(Dataset excerpt)
'''

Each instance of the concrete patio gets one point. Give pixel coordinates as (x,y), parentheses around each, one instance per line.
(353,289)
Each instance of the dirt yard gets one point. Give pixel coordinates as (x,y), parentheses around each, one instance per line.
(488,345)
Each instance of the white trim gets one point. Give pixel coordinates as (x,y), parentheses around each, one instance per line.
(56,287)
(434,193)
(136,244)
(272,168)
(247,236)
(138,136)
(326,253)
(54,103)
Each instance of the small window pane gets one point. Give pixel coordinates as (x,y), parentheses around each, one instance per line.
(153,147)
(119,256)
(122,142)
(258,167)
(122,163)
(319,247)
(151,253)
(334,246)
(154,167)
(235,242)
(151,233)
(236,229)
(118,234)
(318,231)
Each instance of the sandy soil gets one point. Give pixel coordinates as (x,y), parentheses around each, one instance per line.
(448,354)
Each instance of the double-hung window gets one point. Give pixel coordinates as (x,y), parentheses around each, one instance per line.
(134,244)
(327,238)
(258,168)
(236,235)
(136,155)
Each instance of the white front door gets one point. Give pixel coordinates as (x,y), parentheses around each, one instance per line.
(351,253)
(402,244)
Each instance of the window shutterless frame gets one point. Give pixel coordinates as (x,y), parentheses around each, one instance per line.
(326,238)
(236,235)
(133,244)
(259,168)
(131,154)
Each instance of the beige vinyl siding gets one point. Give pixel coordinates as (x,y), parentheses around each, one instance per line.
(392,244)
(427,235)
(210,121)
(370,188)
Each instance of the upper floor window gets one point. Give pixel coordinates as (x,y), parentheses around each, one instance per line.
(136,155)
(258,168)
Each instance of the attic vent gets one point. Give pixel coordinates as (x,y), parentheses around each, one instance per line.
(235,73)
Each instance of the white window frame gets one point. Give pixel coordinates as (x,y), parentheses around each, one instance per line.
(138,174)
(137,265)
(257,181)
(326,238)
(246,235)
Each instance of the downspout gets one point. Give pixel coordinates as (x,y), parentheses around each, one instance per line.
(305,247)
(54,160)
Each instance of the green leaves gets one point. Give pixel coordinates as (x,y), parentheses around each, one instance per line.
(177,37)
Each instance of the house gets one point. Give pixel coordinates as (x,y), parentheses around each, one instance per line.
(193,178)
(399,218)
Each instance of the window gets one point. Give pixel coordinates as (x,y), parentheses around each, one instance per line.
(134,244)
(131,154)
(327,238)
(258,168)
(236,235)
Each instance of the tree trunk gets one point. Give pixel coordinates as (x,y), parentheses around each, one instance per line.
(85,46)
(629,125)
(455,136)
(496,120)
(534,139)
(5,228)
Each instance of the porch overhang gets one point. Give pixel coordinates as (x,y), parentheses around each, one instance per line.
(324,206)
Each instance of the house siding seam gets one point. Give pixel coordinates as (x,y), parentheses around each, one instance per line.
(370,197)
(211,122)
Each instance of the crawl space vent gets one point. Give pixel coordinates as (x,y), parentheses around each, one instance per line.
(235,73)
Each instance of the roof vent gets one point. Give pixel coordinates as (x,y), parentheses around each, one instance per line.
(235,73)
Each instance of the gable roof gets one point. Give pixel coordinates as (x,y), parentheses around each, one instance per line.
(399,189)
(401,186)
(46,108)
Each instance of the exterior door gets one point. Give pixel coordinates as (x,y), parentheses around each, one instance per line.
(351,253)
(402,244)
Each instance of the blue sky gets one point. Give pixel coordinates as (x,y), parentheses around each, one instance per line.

'''

**REQUIREMENT**
Starting at the line that has "Each instance of the crawl" and going through the end of the items, write those lines out again, renaming "gable roof" to "peaked roof" and leaving everything else unchanged.

**SOLUTION FOR THIS EXERCISE**
Each instance of the crawl space vent gets one point. Give pixel coordinates as (x,y), parentheses around each, one instance per line.
(235,73)
Each instance of the roof vent gets one point. Give pixel coordinates as (x,y), parentheses around each, one instance per line.
(235,73)
Each instance of the peaked roof gets one point. Give pixel coordinates as (x,y), parentheses around each, one instance per line.
(399,189)
(401,186)
(46,108)
Each instance of the exterior door gets one point. Give pixel coordinates as (x,y), parentheses around each, one instance per line.
(351,253)
(402,244)
Each instance of the blue sky gets one point. Give pixel coordinates as (x,y), parentheses around each, one instance per line.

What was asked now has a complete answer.